:: TEXT BLOCK
How to Build and Lead a Successful Medical Department

How to Build and Lead a Successful Medical Department 150 150 V. Rama Jayanthi, MD

Fostering an environment that supports evidence-based medicine, professional development and equal footing for clinician-researchers is a critical challenge for medical leadership.

You can spot the collaborative leader because he’s rejected the heroic, solitary model of leadership. He doesn’t try to dominate his organization as its all-seeing visionary, leading idea generator and controlling intelligence.

Instead, he sees himself as a stage setter, as a person who makes it possible for the creativity in his organization to play itself out. The collaborative leader lessens the power distance between himself and everybody else. He believes that problems are too complex for one brain, but if he can create the right context and nudge a group process along, the team will come up with solutions.

– David Brooks, The New York Times, Nov 24, 2014

What defines medical leadership in 2015? How can we build departments that reward talent and encourage initiative while fostering top-notch clinical care and research? Divisional leaders of the future need to understand that they need to establish an environment in which each team member is valued and empowered. Simply put, if as a division chief I can create an environment where each of my section members succeeds, the division as a whole will naturally succeed, and thus so will I.

Creating this type of medical department involves a cultural shift within academic divisions — a change in the belief that the best outcomes are based on the historical concept of a single physician-centered approach to medical care. Rather, the more modern model is a team concept in which physicians not only collaborate with one another but also with nurses, behavioral health specialists and families, especially for the most complex problems. Medical leaders must be forward-thinking, critically evaluating the present knowledge base, and willing to reject what they had considered to be medical dogma if newer evidence-based information or research refutes this. I have been practicing medicine long enough to know that much of what I thought was axiomatic earlier in my career has since been shown to be completely wrong.
::::
:: DATA LISTING
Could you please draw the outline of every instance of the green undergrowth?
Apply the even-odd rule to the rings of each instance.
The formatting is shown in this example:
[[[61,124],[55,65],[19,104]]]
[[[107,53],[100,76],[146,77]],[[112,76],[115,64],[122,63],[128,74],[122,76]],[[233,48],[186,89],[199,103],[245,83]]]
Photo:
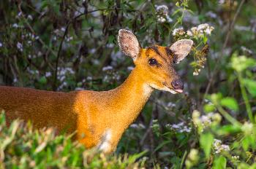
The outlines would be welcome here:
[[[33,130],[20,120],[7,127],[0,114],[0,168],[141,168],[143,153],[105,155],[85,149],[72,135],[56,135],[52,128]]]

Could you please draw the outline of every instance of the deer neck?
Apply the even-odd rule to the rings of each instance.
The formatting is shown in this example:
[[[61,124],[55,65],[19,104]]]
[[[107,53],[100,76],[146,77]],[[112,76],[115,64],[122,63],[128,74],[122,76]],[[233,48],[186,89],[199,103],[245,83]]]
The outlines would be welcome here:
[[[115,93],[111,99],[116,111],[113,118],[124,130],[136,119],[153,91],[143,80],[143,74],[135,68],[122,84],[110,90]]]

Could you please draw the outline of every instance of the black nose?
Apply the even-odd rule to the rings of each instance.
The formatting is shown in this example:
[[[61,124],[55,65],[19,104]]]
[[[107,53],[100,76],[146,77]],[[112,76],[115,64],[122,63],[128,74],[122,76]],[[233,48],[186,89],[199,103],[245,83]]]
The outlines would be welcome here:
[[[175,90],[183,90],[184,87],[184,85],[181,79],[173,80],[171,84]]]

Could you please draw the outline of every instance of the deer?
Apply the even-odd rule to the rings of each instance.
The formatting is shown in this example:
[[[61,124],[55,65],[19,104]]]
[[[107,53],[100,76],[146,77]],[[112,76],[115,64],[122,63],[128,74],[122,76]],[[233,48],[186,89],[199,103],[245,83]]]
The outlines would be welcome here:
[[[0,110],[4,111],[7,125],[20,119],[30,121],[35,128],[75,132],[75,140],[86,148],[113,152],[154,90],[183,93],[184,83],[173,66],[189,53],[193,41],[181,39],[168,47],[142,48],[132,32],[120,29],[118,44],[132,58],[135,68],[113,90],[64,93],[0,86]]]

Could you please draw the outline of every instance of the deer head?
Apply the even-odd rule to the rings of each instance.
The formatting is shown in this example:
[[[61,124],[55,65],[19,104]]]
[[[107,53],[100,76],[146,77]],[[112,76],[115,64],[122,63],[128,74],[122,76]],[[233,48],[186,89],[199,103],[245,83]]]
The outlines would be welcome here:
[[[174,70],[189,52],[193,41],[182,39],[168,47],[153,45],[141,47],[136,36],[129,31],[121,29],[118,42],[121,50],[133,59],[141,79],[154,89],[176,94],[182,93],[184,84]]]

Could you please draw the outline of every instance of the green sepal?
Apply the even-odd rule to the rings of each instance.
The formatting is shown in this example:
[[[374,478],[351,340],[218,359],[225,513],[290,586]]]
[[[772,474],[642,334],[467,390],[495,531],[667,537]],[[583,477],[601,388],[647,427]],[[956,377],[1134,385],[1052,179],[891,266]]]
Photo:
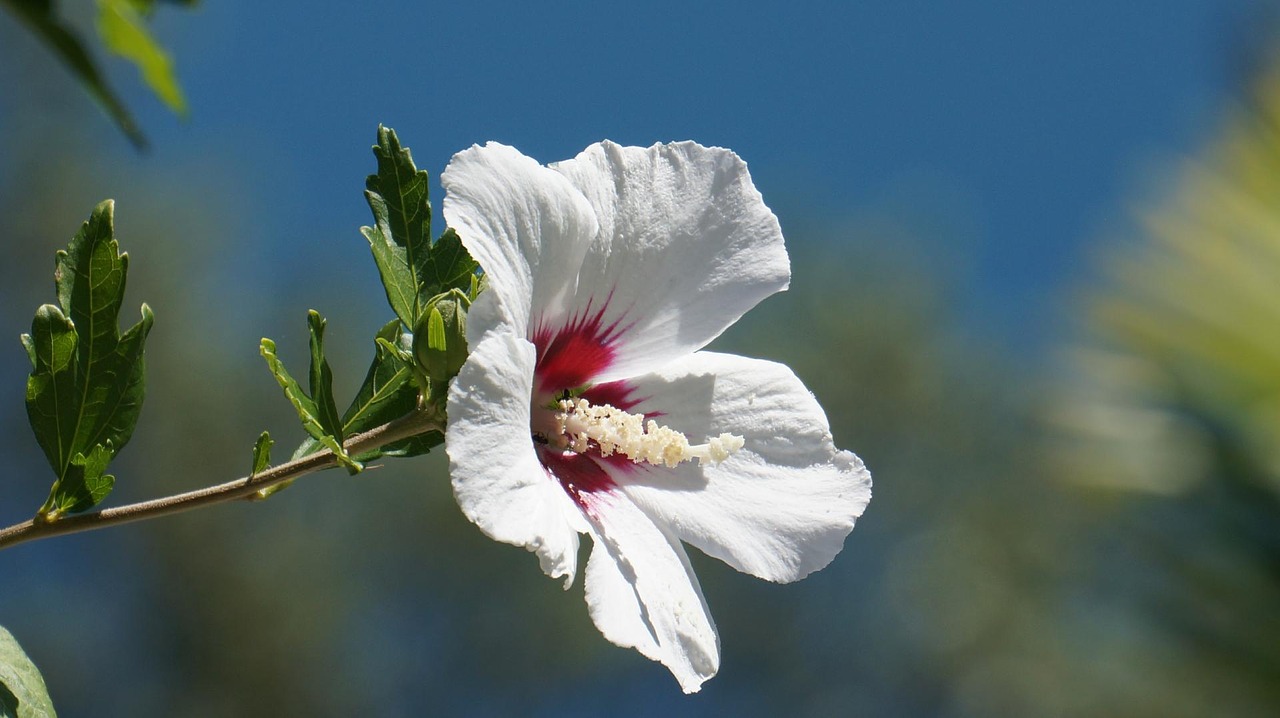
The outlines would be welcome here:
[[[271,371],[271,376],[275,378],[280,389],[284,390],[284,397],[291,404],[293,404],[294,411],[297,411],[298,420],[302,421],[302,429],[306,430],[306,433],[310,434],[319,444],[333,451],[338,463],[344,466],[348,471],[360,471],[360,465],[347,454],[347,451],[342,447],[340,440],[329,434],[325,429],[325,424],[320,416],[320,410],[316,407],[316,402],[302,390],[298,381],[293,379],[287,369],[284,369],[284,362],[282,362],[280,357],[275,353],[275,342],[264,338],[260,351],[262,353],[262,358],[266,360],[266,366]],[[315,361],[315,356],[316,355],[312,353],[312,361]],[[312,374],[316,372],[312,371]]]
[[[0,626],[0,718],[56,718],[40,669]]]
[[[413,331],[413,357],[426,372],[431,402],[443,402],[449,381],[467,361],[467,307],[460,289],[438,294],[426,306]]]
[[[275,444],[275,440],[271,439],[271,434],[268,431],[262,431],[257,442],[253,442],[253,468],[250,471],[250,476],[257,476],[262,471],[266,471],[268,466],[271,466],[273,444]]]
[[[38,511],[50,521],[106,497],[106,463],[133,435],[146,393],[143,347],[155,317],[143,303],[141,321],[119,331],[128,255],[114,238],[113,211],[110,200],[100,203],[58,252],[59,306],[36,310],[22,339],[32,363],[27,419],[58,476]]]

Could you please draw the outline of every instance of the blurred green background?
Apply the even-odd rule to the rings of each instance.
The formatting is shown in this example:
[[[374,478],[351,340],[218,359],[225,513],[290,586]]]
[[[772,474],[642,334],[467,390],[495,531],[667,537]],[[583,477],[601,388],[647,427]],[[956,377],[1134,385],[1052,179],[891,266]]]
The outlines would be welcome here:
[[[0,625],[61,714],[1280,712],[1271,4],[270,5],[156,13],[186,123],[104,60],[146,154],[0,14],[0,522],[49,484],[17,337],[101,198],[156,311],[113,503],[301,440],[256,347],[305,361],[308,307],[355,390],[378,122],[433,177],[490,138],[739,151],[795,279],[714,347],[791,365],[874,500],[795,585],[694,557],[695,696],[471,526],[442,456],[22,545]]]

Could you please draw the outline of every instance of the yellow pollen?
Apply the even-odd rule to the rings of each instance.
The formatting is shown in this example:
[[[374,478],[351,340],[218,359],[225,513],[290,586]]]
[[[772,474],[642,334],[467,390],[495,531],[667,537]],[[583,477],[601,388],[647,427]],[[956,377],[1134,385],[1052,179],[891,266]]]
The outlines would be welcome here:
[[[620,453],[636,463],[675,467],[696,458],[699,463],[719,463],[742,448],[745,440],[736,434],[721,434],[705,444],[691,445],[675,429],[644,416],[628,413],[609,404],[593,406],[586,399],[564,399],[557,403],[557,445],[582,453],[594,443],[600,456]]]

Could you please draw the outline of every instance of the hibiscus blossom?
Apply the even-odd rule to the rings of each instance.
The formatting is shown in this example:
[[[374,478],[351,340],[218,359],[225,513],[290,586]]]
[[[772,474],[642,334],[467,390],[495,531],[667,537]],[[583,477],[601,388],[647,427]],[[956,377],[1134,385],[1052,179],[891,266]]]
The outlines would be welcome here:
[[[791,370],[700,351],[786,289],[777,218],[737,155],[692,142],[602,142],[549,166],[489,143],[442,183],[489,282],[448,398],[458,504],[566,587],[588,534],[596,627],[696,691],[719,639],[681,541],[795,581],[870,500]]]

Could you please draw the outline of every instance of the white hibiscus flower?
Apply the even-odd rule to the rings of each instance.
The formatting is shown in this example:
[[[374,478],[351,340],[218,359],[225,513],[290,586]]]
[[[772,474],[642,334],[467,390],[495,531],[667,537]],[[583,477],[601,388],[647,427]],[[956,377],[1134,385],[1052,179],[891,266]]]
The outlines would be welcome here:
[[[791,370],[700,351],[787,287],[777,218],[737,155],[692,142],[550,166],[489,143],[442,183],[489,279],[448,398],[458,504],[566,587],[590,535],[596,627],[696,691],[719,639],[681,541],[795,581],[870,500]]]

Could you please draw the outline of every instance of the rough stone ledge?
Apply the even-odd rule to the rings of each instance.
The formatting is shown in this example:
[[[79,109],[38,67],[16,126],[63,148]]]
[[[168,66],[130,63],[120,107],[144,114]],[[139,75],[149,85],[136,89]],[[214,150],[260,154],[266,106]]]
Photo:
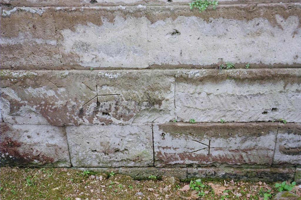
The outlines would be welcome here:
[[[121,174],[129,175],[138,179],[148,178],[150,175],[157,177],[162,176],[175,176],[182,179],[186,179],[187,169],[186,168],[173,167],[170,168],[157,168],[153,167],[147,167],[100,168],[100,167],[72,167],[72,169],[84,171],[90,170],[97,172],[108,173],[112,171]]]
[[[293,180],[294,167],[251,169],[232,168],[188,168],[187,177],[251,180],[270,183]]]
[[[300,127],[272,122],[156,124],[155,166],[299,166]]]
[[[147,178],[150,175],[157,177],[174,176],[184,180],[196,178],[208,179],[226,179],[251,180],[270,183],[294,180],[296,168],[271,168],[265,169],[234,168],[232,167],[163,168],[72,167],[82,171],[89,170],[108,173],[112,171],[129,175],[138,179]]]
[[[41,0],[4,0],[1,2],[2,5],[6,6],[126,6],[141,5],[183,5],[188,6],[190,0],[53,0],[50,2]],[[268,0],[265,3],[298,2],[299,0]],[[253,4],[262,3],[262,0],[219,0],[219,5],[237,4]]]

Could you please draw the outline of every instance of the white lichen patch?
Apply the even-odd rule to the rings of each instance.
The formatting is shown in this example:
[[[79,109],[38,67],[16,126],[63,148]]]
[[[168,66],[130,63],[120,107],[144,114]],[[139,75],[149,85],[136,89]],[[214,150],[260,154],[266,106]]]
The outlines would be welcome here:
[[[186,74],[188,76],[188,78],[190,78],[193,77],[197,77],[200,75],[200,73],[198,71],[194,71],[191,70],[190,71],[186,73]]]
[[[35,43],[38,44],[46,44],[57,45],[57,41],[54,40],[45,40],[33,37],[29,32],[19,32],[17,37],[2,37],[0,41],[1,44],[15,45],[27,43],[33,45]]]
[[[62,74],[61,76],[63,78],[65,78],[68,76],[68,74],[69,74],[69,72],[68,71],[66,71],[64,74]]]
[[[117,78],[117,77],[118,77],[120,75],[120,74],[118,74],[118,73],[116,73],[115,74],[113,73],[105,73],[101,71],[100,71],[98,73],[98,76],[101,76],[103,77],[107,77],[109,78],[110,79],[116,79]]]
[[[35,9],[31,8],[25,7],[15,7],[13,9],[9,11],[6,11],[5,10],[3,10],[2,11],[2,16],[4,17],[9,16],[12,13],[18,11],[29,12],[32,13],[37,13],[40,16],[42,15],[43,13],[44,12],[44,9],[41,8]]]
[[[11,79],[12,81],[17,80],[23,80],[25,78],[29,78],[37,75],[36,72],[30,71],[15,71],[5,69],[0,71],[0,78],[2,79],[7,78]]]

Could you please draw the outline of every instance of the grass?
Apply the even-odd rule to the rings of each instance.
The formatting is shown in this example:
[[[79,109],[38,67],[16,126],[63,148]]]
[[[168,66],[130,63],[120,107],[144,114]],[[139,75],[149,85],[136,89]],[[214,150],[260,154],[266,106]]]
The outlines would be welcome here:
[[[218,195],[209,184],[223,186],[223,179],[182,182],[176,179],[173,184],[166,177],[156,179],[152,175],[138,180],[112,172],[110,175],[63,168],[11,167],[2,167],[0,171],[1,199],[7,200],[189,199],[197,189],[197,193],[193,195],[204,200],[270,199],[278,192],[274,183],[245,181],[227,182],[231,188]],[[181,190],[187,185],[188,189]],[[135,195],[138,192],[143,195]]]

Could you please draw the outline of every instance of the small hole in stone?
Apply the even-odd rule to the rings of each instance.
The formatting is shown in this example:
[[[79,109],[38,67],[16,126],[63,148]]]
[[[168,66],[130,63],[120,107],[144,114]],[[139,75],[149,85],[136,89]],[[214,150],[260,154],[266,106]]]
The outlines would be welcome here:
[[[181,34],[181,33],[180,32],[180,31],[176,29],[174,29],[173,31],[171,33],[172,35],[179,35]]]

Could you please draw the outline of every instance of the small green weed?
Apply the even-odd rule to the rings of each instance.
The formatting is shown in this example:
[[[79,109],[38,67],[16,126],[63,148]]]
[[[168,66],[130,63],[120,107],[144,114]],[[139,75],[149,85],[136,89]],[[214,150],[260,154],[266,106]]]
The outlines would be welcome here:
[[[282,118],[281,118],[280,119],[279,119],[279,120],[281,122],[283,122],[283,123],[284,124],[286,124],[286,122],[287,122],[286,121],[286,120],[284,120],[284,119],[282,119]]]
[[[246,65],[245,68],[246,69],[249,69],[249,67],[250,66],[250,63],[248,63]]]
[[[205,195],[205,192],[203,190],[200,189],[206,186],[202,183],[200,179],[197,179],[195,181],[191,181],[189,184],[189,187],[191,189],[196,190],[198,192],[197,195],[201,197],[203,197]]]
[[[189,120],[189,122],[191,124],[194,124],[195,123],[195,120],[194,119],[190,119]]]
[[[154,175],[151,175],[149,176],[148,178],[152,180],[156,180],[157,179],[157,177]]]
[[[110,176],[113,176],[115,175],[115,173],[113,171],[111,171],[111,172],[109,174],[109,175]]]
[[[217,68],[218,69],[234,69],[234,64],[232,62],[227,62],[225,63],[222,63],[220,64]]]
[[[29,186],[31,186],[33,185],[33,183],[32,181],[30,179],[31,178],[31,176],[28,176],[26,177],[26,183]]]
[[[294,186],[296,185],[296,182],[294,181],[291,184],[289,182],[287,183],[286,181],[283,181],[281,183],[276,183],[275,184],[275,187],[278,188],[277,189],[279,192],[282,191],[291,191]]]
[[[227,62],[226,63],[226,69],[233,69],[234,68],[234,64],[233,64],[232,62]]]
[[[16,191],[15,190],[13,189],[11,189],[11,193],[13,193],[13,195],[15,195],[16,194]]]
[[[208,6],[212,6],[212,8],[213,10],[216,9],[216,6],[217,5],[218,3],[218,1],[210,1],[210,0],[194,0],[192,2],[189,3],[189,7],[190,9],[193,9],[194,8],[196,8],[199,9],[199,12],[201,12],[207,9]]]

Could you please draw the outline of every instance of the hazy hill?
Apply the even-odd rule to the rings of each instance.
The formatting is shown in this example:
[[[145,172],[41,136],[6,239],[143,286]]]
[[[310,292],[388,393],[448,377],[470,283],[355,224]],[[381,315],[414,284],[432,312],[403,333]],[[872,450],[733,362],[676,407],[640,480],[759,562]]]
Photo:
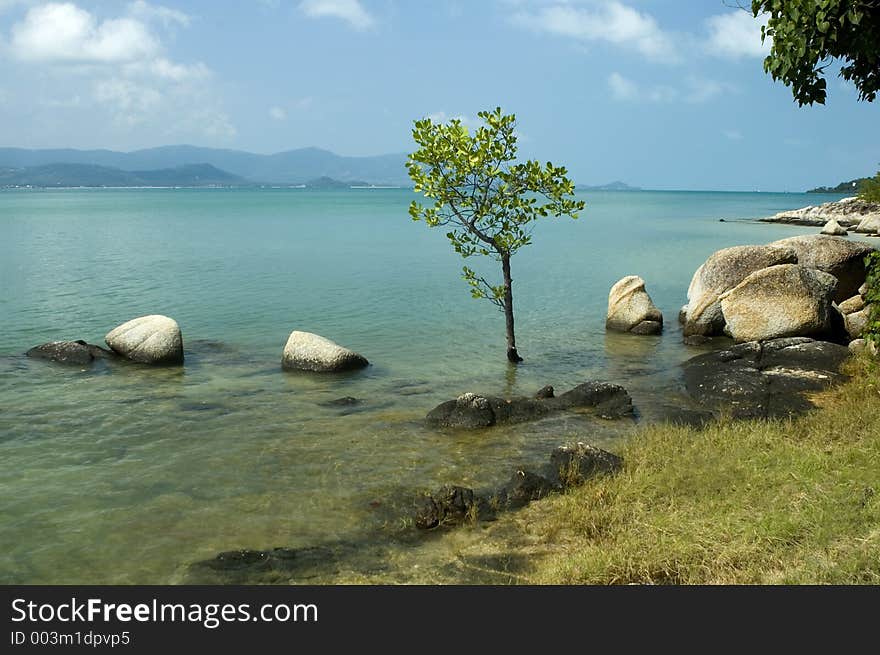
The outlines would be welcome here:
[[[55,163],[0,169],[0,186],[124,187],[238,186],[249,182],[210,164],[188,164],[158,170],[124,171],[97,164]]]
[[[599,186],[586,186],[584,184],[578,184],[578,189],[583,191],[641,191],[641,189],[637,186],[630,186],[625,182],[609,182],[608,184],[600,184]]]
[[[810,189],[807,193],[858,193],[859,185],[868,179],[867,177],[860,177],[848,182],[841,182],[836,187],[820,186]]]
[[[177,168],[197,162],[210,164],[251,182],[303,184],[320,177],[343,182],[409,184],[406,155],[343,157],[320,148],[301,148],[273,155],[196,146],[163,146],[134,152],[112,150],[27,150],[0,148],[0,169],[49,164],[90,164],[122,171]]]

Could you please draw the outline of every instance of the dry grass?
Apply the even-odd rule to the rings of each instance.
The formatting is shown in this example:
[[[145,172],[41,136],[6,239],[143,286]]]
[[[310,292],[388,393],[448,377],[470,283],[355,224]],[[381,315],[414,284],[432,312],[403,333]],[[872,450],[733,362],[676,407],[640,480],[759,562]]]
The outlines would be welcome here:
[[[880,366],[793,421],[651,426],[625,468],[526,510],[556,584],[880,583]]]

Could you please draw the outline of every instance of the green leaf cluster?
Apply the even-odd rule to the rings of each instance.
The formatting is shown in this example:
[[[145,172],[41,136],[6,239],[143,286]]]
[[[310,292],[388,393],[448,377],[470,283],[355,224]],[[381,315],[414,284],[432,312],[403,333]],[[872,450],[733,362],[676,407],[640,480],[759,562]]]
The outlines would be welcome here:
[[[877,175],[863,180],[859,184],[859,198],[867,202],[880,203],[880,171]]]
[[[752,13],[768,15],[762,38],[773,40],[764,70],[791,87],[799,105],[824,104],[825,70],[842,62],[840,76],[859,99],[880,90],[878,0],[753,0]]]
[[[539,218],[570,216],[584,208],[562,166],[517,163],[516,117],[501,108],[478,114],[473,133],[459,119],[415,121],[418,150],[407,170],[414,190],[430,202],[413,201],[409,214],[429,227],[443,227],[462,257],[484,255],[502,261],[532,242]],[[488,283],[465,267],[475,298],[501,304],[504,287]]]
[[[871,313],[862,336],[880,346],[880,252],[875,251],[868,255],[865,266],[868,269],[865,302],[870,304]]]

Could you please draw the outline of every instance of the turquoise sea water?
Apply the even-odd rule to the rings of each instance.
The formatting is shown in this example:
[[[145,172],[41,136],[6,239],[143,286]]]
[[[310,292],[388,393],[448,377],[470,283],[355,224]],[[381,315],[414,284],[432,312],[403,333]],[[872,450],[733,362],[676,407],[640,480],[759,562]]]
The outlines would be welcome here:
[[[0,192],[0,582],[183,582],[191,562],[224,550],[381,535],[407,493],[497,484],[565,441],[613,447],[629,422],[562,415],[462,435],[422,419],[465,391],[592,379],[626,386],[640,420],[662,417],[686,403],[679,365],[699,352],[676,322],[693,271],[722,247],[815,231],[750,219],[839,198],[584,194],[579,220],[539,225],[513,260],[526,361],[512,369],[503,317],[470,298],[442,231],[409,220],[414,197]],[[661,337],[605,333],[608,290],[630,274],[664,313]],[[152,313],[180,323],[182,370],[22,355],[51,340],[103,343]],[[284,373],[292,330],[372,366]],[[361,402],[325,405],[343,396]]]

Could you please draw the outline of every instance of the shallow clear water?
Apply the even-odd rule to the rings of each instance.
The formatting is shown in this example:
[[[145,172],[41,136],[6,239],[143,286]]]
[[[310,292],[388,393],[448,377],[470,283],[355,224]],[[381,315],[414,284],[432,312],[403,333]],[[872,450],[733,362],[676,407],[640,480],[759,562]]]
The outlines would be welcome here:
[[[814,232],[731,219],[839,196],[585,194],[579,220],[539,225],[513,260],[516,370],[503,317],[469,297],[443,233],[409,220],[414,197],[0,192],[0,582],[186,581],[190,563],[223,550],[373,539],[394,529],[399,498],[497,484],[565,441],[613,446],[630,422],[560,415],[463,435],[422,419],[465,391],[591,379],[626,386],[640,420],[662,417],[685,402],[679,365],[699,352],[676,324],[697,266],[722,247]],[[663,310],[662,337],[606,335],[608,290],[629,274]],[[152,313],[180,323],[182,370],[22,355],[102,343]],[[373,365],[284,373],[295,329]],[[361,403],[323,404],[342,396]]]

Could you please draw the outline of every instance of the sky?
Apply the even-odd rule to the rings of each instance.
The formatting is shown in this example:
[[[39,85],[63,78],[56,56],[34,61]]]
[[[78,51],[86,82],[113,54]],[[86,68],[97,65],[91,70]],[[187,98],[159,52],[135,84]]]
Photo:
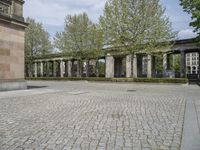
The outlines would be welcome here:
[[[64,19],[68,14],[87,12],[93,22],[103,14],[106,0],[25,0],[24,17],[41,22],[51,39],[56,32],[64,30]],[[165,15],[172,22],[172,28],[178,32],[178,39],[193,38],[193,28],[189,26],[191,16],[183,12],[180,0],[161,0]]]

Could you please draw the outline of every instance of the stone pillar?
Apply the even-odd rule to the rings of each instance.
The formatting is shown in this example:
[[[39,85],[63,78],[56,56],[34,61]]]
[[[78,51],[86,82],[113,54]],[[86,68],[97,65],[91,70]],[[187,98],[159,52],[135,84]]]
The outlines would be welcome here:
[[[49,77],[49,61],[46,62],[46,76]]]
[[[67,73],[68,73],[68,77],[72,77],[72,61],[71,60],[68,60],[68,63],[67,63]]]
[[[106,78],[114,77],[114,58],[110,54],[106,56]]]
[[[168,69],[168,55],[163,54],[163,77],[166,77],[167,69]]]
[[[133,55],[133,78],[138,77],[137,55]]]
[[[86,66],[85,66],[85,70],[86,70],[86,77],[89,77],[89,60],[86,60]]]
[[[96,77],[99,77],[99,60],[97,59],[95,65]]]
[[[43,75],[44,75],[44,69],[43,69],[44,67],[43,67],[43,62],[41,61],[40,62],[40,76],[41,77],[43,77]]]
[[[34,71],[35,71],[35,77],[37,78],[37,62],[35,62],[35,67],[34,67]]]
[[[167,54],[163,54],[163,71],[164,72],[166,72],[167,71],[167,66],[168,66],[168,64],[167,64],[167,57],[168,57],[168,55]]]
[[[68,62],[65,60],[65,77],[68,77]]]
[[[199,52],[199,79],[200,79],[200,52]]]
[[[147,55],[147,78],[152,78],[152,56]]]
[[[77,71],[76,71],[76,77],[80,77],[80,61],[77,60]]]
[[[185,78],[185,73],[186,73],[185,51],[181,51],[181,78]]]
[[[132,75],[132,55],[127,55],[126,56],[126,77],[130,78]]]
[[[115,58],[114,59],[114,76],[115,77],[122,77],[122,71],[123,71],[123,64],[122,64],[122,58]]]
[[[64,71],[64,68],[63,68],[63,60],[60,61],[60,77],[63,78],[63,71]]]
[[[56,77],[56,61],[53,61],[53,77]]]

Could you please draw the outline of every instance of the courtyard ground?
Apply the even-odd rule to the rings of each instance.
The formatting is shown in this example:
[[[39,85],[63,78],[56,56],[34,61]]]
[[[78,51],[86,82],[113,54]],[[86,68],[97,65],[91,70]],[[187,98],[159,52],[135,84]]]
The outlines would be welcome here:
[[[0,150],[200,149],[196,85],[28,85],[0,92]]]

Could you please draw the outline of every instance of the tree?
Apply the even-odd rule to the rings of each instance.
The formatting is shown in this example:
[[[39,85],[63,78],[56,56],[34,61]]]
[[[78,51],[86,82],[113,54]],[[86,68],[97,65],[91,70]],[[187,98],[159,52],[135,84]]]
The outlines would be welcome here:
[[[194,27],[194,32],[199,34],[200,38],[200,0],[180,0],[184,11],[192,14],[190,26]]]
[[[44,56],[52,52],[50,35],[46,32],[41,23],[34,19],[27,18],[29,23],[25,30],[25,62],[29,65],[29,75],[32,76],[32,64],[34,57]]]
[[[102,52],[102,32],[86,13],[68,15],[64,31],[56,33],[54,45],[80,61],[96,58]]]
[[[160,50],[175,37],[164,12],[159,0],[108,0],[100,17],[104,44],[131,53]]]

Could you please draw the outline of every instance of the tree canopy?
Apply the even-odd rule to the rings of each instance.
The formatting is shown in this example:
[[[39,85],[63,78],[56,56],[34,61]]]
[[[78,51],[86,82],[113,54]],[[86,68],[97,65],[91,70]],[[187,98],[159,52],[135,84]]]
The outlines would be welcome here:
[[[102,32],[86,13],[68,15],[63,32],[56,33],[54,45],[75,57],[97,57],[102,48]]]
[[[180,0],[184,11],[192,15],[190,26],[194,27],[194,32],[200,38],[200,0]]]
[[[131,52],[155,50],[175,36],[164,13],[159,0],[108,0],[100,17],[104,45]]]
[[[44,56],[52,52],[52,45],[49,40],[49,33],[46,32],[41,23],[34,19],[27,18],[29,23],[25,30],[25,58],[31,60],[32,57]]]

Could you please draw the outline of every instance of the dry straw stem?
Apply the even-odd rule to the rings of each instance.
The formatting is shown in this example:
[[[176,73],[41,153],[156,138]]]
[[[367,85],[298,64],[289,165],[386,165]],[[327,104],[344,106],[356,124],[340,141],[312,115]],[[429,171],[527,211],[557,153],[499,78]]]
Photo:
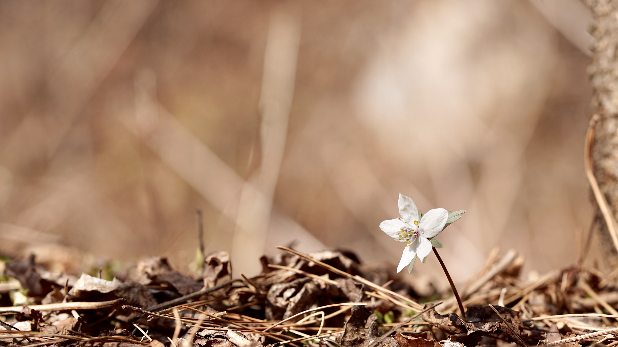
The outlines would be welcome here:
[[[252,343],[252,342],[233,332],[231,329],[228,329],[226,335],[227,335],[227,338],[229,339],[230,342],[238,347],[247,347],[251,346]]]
::::
TASK 1:
In the article on medical department leadership, shorten the paragraph beginning "Creating this type of medical department" while keeping its main facts.
TASK 2:
List the roles that, according to the leadership article, the collaborative leader does not try to dominate his organization as.

TASK SOLUTION 1:
Building such a department requires a cultural shift in academic divisions, away from the old belief that the best outcomes come from a single physician-centered approach. The modern model is a team in which physicians collaborate with one another and with nurses, behavioral health specialists and families, especially on the most complex problems. Medical leaders must be forward-thinking, critically evaluate current knowledge, and be willing to reject former medical dogma when newer evidence-based information or research refutes it. The writer has practiced long enough to see much of what once seemed axiomatic shown to be completely wrong.

TASK SOLUTION 2:
- All-seeing visionary
- Leading idea generator
- Controlling intelligence